start
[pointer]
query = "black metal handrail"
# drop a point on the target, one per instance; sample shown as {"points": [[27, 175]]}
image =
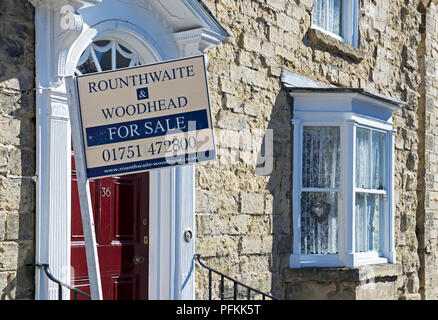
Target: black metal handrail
{"points": [[235, 282], [46, 269]]}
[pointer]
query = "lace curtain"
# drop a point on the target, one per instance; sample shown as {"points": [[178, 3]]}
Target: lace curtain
{"points": [[370, 157], [327, 15], [319, 209]]}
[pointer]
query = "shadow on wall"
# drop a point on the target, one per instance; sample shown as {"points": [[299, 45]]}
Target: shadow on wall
{"points": [[17, 150], [279, 185]]}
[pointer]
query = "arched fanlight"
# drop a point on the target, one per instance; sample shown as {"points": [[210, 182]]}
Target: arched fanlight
{"points": [[105, 55]]}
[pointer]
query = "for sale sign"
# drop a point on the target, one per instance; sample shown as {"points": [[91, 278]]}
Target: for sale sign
{"points": [[145, 117]]}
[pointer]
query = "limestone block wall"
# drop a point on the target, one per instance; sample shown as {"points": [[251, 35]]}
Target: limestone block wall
{"points": [[243, 219], [17, 149], [427, 219]]}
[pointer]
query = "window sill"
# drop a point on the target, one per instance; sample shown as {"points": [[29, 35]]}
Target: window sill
{"points": [[325, 40]]}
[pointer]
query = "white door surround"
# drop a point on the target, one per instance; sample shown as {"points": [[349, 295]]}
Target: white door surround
{"points": [[64, 29]]}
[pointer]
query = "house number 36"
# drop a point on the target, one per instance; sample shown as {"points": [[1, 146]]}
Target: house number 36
{"points": [[106, 192]]}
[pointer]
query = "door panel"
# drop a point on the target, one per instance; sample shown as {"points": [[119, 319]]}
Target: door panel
{"points": [[121, 216]]}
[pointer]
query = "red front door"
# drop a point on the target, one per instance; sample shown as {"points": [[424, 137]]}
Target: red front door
{"points": [[121, 216]]}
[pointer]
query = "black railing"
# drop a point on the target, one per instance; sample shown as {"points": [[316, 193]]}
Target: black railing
{"points": [[236, 285], [60, 284]]}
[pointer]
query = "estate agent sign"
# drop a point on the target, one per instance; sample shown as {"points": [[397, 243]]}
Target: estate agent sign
{"points": [[133, 120], [145, 117]]}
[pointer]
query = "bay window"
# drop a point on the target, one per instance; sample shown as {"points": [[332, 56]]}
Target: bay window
{"points": [[342, 177]]}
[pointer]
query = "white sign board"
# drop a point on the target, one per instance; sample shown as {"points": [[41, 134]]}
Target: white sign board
{"points": [[145, 117]]}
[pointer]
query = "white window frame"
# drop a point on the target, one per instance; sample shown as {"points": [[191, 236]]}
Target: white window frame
{"points": [[348, 110], [349, 23]]}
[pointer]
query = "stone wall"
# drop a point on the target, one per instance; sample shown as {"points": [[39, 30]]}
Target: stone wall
{"points": [[243, 219], [17, 149], [427, 217]]}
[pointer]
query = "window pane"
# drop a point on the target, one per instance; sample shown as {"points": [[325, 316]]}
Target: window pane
{"points": [[367, 222], [327, 15], [378, 160], [321, 157], [319, 222], [363, 168]]}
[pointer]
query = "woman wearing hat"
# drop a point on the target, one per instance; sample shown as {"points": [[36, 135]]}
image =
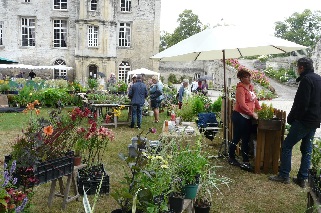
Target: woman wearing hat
{"points": [[245, 104]]}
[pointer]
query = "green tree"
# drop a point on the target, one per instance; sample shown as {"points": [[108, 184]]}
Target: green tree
{"points": [[189, 24], [302, 28]]}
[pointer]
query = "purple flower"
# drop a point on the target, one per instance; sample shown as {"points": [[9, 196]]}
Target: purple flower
{"points": [[13, 166], [14, 181]]}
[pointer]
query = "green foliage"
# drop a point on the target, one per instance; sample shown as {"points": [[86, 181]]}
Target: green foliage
{"points": [[121, 86], [191, 107], [190, 163], [4, 87], [189, 24], [282, 75], [52, 96], [162, 78], [92, 83], [316, 155], [26, 95], [267, 112], [172, 79], [217, 105], [302, 28], [210, 182]]}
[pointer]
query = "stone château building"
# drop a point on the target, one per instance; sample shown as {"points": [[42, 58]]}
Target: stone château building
{"points": [[91, 36]]}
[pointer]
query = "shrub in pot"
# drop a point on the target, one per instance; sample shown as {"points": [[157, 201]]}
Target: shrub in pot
{"points": [[209, 182]]}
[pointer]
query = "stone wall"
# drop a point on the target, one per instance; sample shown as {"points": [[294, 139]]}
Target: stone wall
{"points": [[145, 35]]}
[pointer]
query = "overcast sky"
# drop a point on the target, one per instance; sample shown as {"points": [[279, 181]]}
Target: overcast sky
{"points": [[257, 14]]}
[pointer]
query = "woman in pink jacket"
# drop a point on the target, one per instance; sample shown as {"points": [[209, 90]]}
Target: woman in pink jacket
{"points": [[246, 103]]}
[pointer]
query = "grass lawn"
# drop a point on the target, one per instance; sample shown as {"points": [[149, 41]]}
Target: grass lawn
{"points": [[248, 192]]}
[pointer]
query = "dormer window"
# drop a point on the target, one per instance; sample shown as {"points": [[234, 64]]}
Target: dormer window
{"points": [[125, 5]]}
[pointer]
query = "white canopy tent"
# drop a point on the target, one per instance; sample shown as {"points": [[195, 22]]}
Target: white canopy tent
{"points": [[32, 67], [140, 72]]}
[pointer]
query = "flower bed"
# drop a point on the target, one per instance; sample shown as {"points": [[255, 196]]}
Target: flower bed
{"points": [[89, 180]]}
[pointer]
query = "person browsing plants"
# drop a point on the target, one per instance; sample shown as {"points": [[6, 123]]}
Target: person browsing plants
{"points": [[182, 92], [304, 118], [137, 93], [156, 96], [245, 104]]}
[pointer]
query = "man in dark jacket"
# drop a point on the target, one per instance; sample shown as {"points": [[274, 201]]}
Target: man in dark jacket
{"points": [[137, 93], [304, 118]]}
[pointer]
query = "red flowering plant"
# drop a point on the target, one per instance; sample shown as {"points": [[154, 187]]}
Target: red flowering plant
{"points": [[12, 199], [44, 139], [91, 140]]}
end
What is required » Leave out the pictures and transcribe the entries above exactly.

Completed task »
[pointer]
query = "black metal handrail"
# drop a point on the target, one per instance; sample shown as {"points": [[27, 175]]}
image =
Target: black metal handrail
{"points": [[235, 282], [46, 269]]}
[pointer]
query = "lace curtain"
# drop a point on the target, one per instance; sample shown as {"points": [[178, 3]]}
Target: lace curtain
{"points": [[370, 157], [327, 15], [319, 209]]}
[pointer]
query = "shadow on wall"
# drop a point on the target, one per instance; sample shown as {"points": [[299, 45]]}
Target: shadow on wall
{"points": [[17, 150], [279, 185]]}
[pointer]
query = "arched fanlight"
# drop a point on the target, one per instance; sample shown as {"points": [[210, 182]]}
Target: arched fanlight
{"points": [[105, 55]]}
[pointer]
query = "for sale sign"
# drop a point on the target, one per instance; sample shown as {"points": [[91, 278]]}
Target: for sale sign
{"points": [[145, 117]]}
[pointer]
query = "limestone block wall"
# drop a point on the target, one per instance; sample shown as {"points": [[251, 35]]}
Target: limestone block wall
{"points": [[243, 219], [17, 149], [427, 219]]}
[pointer]
query = "window sill"
# drop a point on the target, one per instance; sample shown as {"points": [[29, 35]]}
Target: window sill
{"points": [[325, 40]]}
[pointer]
query = "white door surround"
# drop a point on the target, one per instance; sample shown as {"points": [[349, 295]]}
Target: white door surround
{"points": [[64, 29]]}
[pointer]
query = "house number 36"
# drop a point on the target, one per instance; sample shown as {"points": [[1, 146]]}
Target: house number 36
{"points": [[106, 192]]}
[pointer]
query = "door panel"
# drop a point on the target, one per instance; sample shown as {"points": [[119, 319]]}
Target: door panel
{"points": [[121, 216]]}
[pointer]
query = "red front door"
# drop a point on the target, one per instance; sample shown as {"points": [[424, 137]]}
Target: red front door
{"points": [[121, 216]]}
[pointer]
query = "black railing"
# drop a point on the target, one per instance; sample shown as {"points": [[316, 193]]}
Target: black railing
{"points": [[236, 285], [60, 284]]}
[pointer]
query = "estate agent sign"
# drop a point on the target, one per instance; sample shown as {"points": [[397, 243]]}
Target: estate agent sign
{"points": [[133, 120], [145, 117]]}
[pointer]
query = "bay window"
# drop a point on the target, one per instance; sample shown as {"points": [[332, 56]]}
Target: bay window
{"points": [[342, 177]]}
[pointer]
query = "white sign board"
# drop a point on the target, one per instance; sample shown as {"points": [[41, 134]]}
Target: white sign board
{"points": [[145, 117]]}
[pointer]
query = "white window frame"
# drop a point on the target, one per instance; sample shown as {"points": [[191, 236]]}
Target: white window frame
{"points": [[348, 110], [349, 23]]}
[pointer]
query = "stone wall"
# drop a point on the target, one per instance; sample shown as {"points": [[39, 30]]}
Target: stone wall
{"points": [[243, 219], [17, 149], [427, 217]]}
[pointer]
query = "window pane"
# drop a point on the target, one per instance; sample shown as {"points": [[325, 316]]}
Target: window pane
{"points": [[367, 222], [327, 15], [378, 160], [321, 157], [319, 222], [363, 168]]}
[pointer]
query = "woman wearing hat"
# drop a point on the target, one per instance; sample shown as {"points": [[36, 135]]}
image =
Target: woman wearing hat
{"points": [[245, 104]]}
[pointer]
query = "green tree"
# drop a point on the target, one per instance; sample shown as {"points": [[108, 184]]}
Target: green tree
{"points": [[189, 24], [302, 28]]}
[pointer]
query = "purple flower"
# drop a point on the target, one per instance; sample shown as {"points": [[9, 196]]}
Target: purple flower
{"points": [[13, 166], [14, 181]]}
[pointer]
query = "green foliage"
# drop a point on the target, one per instance; sample shown as {"points": [[86, 181]]}
Target: green foliage
{"points": [[121, 86], [191, 107], [190, 163], [4, 87], [189, 24], [282, 75], [52, 96], [162, 78], [92, 83], [316, 155], [26, 95], [267, 112], [172, 79], [217, 105], [302, 28], [210, 182]]}
[pointer]
query = "stone château building"
# drop a point on the target, one per instance; sample shown as {"points": [[42, 58]]}
Target: stone château building
{"points": [[91, 36]]}
[pointer]
query = "shrub in pot"
# drop a point on the target, one per instance; sample shown as {"points": [[157, 201]]}
Target: shrub in pot
{"points": [[209, 182]]}
[pointer]
query = "stone wall"
# drop a point on the target, one per instance; sample shown as {"points": [[294, 139]]}
Target: stone wall
{"points": [[145, 35]]}
[pointer]
query = "overcast sky"
# drop a point on the target, one per instance; sample shown as {"points": [[279, 181]]}
Target: overcast sky
{"points": [[257, 14]]}
[pointer]
query = "woman in pink jacket"
# drop a point on the target, one per instance; sample shown as {"points": [[209, 90]]}
Target: woman in pink jacket
{"points": [[246, 103]]}
[pointer]
query = "grass lawn"
# drop a point on the target, one per instance; sample shown as {"points": [[149, 41]]}
Target: grass lawn
{"points": [[248, 192]]}
[pointer]
query = "dormer window"
# drop a point on the target, one per instance; sample shown as {"points": [[234, 64]]}
Target: dormer window
{"points": [[125, 5]]}
[pointer]
query = "white canopy tent"
# drop a point on the target, one per instance; sample shown as {"points": [[195, 22]]}
Target: white canopy tent
{"points": [[32, 67], [140, 72]]}
[pointer]
query = "flower bed"
# drop a point on the target, one per instance; sample shown as {"points": [[255, 196]]}
Target: flower bed
{"points": [[89, 180]]}
[pointer]
query = "person browsing plants"
# drop a point on the target, one per instance; sample shown as {"points": [[6, 123]]}
Target: person browsing plants
{"points": [[182, 92], [304, 118], [137, 93], [156, 96], [245, 104]]}
[pointer]
query = "man in dark jacket"
# drop a point on the target, one per instance; sample shown as {"points": [[274, 201]]}
Target: man in dark jacket
{"points": [[137, 93], [304, 118]]}
[pointer]
query = "red flowering plant"
# drop a point on the target, one per instance; sample shown as {"points": [[154, 187]]}
Target: red flowering plant
{"points": [[12, 199], [44, 139], [91, 140]]}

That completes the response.